ENTRIES
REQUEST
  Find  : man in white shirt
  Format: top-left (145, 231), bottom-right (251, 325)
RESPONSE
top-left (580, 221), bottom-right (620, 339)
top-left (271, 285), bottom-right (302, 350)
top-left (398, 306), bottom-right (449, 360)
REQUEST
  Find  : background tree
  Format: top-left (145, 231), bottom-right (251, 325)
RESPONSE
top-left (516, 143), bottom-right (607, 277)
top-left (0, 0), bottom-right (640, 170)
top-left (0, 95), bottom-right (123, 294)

--

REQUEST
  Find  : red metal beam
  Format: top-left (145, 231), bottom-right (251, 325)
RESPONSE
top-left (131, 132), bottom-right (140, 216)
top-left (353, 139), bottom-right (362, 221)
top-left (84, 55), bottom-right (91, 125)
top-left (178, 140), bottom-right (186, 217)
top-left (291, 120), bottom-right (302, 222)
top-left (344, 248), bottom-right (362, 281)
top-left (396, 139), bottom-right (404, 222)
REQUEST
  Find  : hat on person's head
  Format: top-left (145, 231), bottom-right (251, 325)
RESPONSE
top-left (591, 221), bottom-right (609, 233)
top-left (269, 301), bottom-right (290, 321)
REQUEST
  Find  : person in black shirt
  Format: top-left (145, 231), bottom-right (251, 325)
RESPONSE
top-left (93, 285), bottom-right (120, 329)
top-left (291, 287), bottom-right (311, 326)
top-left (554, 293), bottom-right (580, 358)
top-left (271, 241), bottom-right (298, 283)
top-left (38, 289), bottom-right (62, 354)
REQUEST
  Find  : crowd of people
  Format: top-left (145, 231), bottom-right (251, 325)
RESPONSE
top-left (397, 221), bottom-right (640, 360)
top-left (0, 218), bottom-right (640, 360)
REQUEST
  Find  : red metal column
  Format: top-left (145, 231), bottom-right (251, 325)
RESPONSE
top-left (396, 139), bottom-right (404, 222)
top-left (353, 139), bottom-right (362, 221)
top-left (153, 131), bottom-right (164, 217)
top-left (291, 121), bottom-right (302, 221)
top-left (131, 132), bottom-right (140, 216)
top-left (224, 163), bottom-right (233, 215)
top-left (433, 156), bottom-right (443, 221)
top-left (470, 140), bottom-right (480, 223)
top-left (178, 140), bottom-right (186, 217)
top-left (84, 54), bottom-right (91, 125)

--

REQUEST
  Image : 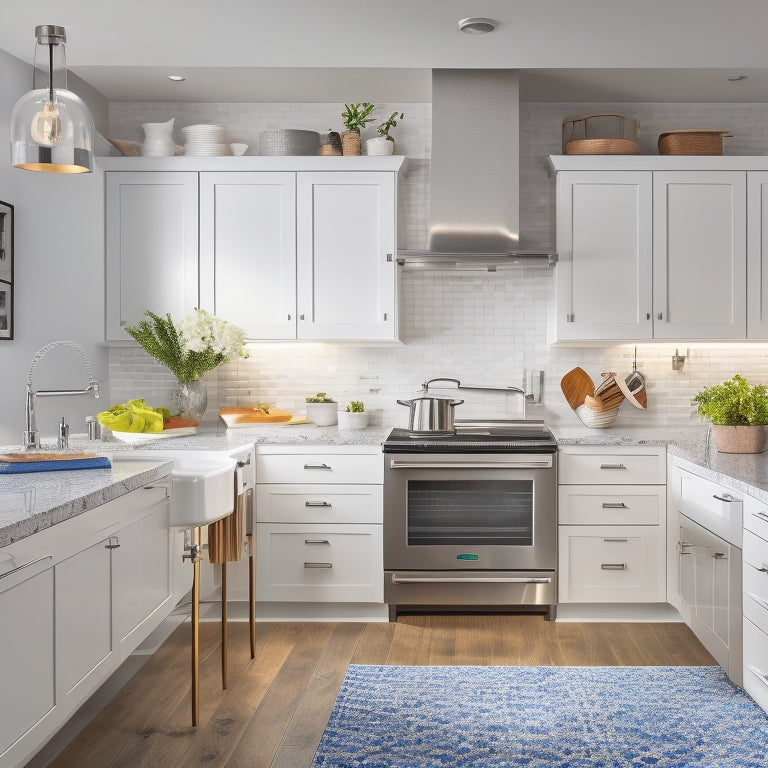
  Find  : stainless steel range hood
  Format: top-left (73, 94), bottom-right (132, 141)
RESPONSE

WHAT YOU SHOULD DO
Copy every line of the items above that contains the string "metal", matching case exactly.

WRITTEN ANSWER
  Find  : red metal beam
  Find  : red metal column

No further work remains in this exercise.